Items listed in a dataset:

▶

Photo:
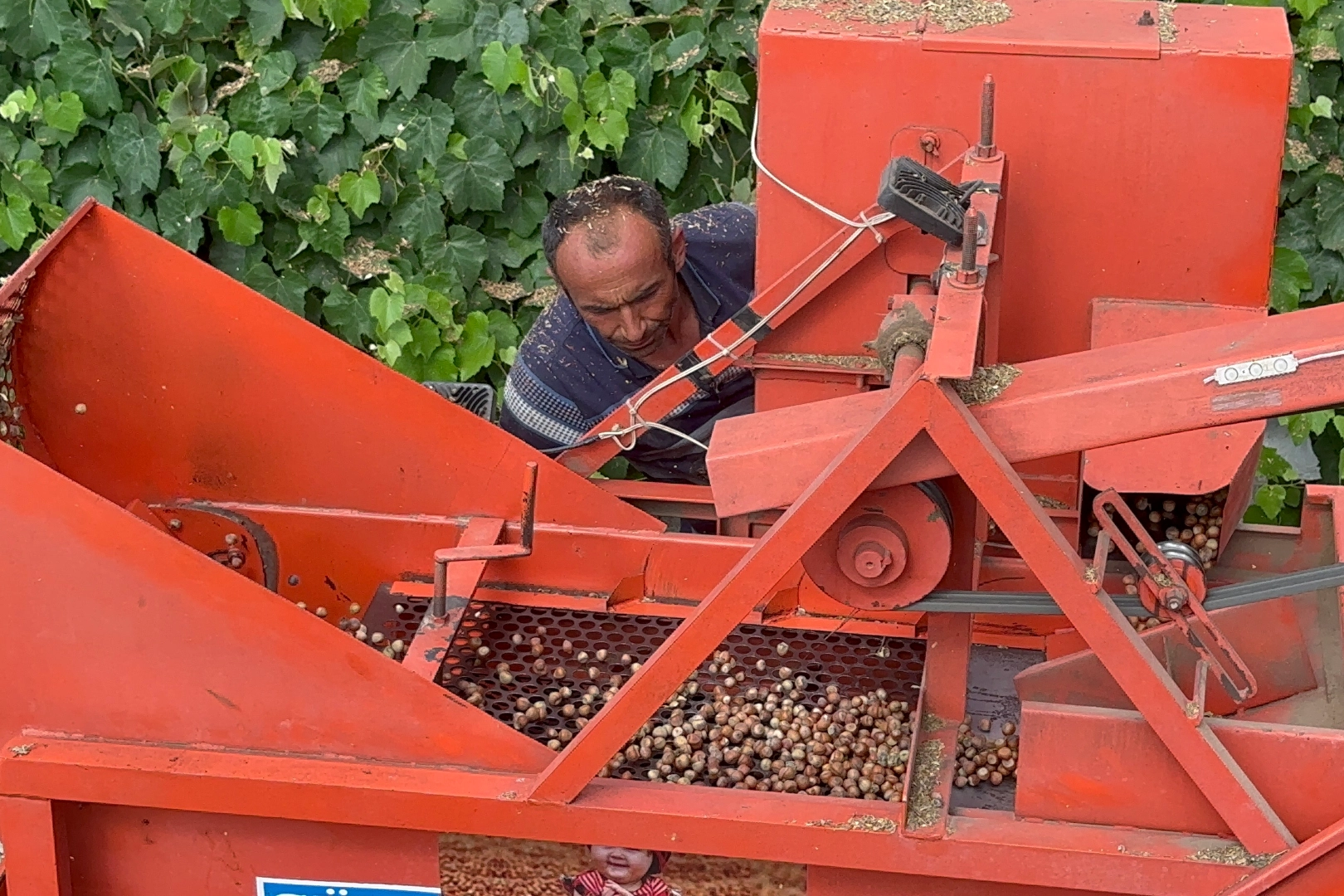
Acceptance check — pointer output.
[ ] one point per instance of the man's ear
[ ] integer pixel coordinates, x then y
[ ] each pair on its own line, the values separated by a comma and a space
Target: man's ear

◀

Aim of the exercise :: Gather each row of the records above that contains the word "line", copying those rows out in full.

Response to the task ::
[ ] each pair on its own line, the values separated by a comma and a space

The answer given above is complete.